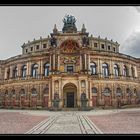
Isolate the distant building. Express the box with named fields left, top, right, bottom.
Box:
left=0, top=15, right=140, bottom=110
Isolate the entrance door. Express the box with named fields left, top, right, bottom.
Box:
left=67, top=92, right=74, bottom=107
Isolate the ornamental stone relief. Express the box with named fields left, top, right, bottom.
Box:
left=60, top=56, right=80, bottom=65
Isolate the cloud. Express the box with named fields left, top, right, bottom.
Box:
left=134, top=6, right=140, bottom=13
left=121, top=32, right=140, bottom=58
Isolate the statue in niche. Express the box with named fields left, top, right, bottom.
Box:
left=81, top=92, right=88, bottom=108
left=81, top=92, right=86, bottom=100
left=82, top=36, right=89, bottom=47
left=50, top=34, right=57, bottom=47
left=53, top=92, right=59, bottom=108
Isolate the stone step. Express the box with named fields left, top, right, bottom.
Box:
left=61, top=108, right=79, bottom=111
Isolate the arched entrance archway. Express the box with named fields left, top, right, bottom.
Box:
left=63, top=83, right=77, bottom=108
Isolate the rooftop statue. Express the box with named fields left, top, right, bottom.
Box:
left=63, top=15, right=76, bottom=25
left=62, top=15, right=77, bottom=33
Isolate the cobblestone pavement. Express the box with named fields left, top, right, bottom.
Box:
left=0, top=108, right=140, bottom=134
left=88, top=109, right=140, bottom=134
left=0, top=112, right=47, bottom=134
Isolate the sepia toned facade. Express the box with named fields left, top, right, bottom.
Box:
left=0, top=15, right=140, bottom=110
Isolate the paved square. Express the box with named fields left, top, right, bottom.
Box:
left=0, top=108, right=140, bottom=134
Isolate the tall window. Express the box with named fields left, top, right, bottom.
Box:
left=13, top=66, right=18, bottom=78
left=134, top=89, right=137, bottom=96
left=11, top=89, right=16, bottom=97
left=5, top=90, right=8, bottom=97
left=32, top=64, right=38, bottom=78
left=102, top=63, right=109, bottom=77
left=92, top=87, right=97, bottom=94
left=101, top=44, right=104, bottom=49
left=81, top=80, right=86, bottom=88
left=94, top=43, right=98, bottom=47
left=67, top=65, right=74, bottom=74
left=7, top=68, right=10, bottom=79
left=126, top=88, right=132, bottom=96
left=21, top=65, right=27, bottom=78
left=44, top=63, right=50, bottom=77
left=116, top=87, right=122, bottom=96
left=43, top=86, right=49, bottom=95
left=114, top=64, right=119, bottom=77
left=90, top=62, right=96, bottom=75
left=102, top=87, right=110, bottom=96
left=20, top=89, right=25, bottom=96
left=123, top=65, right=127, bottom=77
left=31, top=88, right=37, bottom=96
left=131, top=67, right=135, bottom=78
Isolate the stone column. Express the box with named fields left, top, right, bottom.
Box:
left=98, top=83, right=101, bottom=105
left=59, top=79, right=62, bottom=108
left=100, top=60, right=102, bottom=78
left=134, top=66, right=138, bottom=77
left=110, top=60, right=113, bottom=78
left=53, top=54, right=55, bottom=71
left=78, top=79, right=81, bottom=107
left=97, top=59, right=100, bottom=77
left=57, top=54, right=60, bottom=71
left=4, top=68, right=8, bottom=80
left=27, top=61, right=31, bottom=79
left=49, top=54, right=52, bottom=74
left=80, top=55, right=82, bottom=71
left=39, top=59, right=43, bottom=78
left=85, top=54, right=87, bottom=70
left=85, top=78, right=89, bottom=106
left=52, top=79, right=54, bottom=100
left=48, top=81, right=52, bottom=107
left=17, top=64, right=21, bottom=79
left=39, top=84, right=42, bottom=101
left=88, top=54, right=91, bottom=74
left=10, top=66, right=13, bottom=79
left=128, top=64, right=131, bottom=77
left=112, top=61, right=115, bottom=78
left=89, top=81, right=92, bottom=107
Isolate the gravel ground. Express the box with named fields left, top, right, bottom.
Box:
left=0, top=112, right=48, bottom=134
left=88, top=111, right=140, bottom=134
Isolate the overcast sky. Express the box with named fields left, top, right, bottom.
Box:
left=0, top=6, right=140, bottom=60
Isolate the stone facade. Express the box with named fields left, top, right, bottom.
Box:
left=0, top=15, right=140, bottom=110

* * * * * * *

- [To do]: Write out the records shown above exactly, but do not include any images.

- [Completed exercise]:
Isolate the distant building. Express the box with named fields left, top, right, bottom.
Box:
left=0, top=15, right=140, bottom=110
Isolate the entrance door. Express the box with named fields left, top, right, bottom.
Box:
left=67, top=92, right=74, bottom=107
Isolate the ornamental stone relief. Express the box with named fields left, top, right, bottom.
Box:
left=60, top=56, right=80, bottom=65
Isolate the cloud. Express the box with named fields left, top, right, bottom.
Box:
left=134, top=6, right=140, bottom=13
left=121, top=32, right=140, bottom=58
Isolate the statue in niche. Express the box with named fields left, top, right, bottom.
Box:
left=81, top=92, right=88, bottom=108
left=81, top=92, right=86, bottom=100
left=82, top=36, right=89, bottom=47
left=50, top=34, right=57, bottom=47
left=53, top=92, right=59, bottom=108
Isolate the stone step. Express the box with named fields left, top, right, bottom.
Box:
left=61, top=108, right=79, bottom=111
Isolate the arched entrance archway. Express the box with named fields left, top, right, bottom.
Box:
left=63, top=83, right=77, bottom=108
Isolate the rooftop statue. Express the box with named fields left, top, right, bottom.
Box:
left=63, top=15, right=76, bottom=25
left=62, top=15, right=77, bottom=33
Isolate the cobblestone pavement. Express the box with named fields left, top, right, bottom.
Box:
left=0, top=108, right=140, bottom=134
left=88, top=109, right=140, bottom=134
left=0, top=112, right=47, bottom=134
Isolate the sepia toned facade. Express the box with named fields left, top, right, bottom.
Box:
left=0, top=15, right=140, bottom=110
Isolate the paved square. Express the box with named fields left, top, right, bottom.
Box:
left=0, top=108, right=140, bottom=134
Isolate the tall window. Express the box with named fields left, top, right, bottom.
Box:
left=13, top=66, right=18, bottom=78
left=134, top=89, right=137, bottom=96
left=11, top=89, right=16, bottom=97
left=5, top=90, right=8, bottom=97
left=32, top=64, right=38, bottom=78
left=102, top=63, right=109, bottom=77
left=92, top=87, right=97, bottom=94
left=101, top=44, right=104, bottom=49
left=81, top=80, right=86, bottom=88
left=94, top=43, right=98, bottom=47
left=67, top=65, right=74, bottom=74
left=7, top=68, right=10, bottom=79
left=126, top=88, right=132, bottom=96
left=21, top=65, right=27, bottom=78
left=44, top=63, right=50, bottom=77
left=116, top=87, right=122, bottom=96
left=43, top=86, right=49, bottom=95
left=114, top=64, right=119, bottom=77
left=90, top=62, right=96, bottom=75
left=102, top=87, right=110, bottom=96
left=20, top=89, right=25, bottom=96
left=123, top=65, right=127, bottom=77
left=31, top=88, right=37, bottom=96
left=131, top=67, right=135, bottom=78
Isolate the stone column. Express the box with named fields left, top, right, bottom.
Box:
left=98, top=83, right=101, bottom=105
left=59, top=79, right=62, bottom=108
left=100, top=60, right=102, bottom=78
left=134, top=66, right=138, bottom=77
left=110, top=60, right=113, bottom=78
left=53, top=54, right=55, bottom=71
left=78, top=79, right=81, bottom=107
left=97, top=59, right=100, bottom=77
left=57, top=54, right=60, bottom=71
left=4, top=68, right=8, bottom=80
left=27, top=61, right=31, bottom=79
left=49, top=54, right=52, bottom=74
left=80, top=55, right=82, bottom=71
left=39, top=59, right=43, bottom=78
left=85, top=54, right=87, bottom=70
left=85, top=78, right=89, bottom=106
left=52, top=79, right=54, bottom=100
left=48, top=81, right=52, bottom=107
left=17, top=64, right=21, bottom=79
left=39, top=84, right=42, bottom=101
left=88, top=54, right=91, bottom=74
left=10, top=66, right=13, bottom=79
left=128, top=64, right=131, bottom=77
left=112, top=61, right=115, bottom=78
left=89, top=81, right=92, bottom=107
Isolate the gravel ground. Express the box with named fields left, top, right, bottom.
Box:
left=0, top=112, right=48, bottom=134
left=88, top=111, right=140, bottom=134
Isolate the overcast sky. Express the box with named fields left, top, right, bottom.
Box:
left=0, top=6, right=140, bottom=60
Isolate the stone facade. Express the box with named fields left, top, right, bottom.
Box:
left=0, top=15, right=140, bottom=110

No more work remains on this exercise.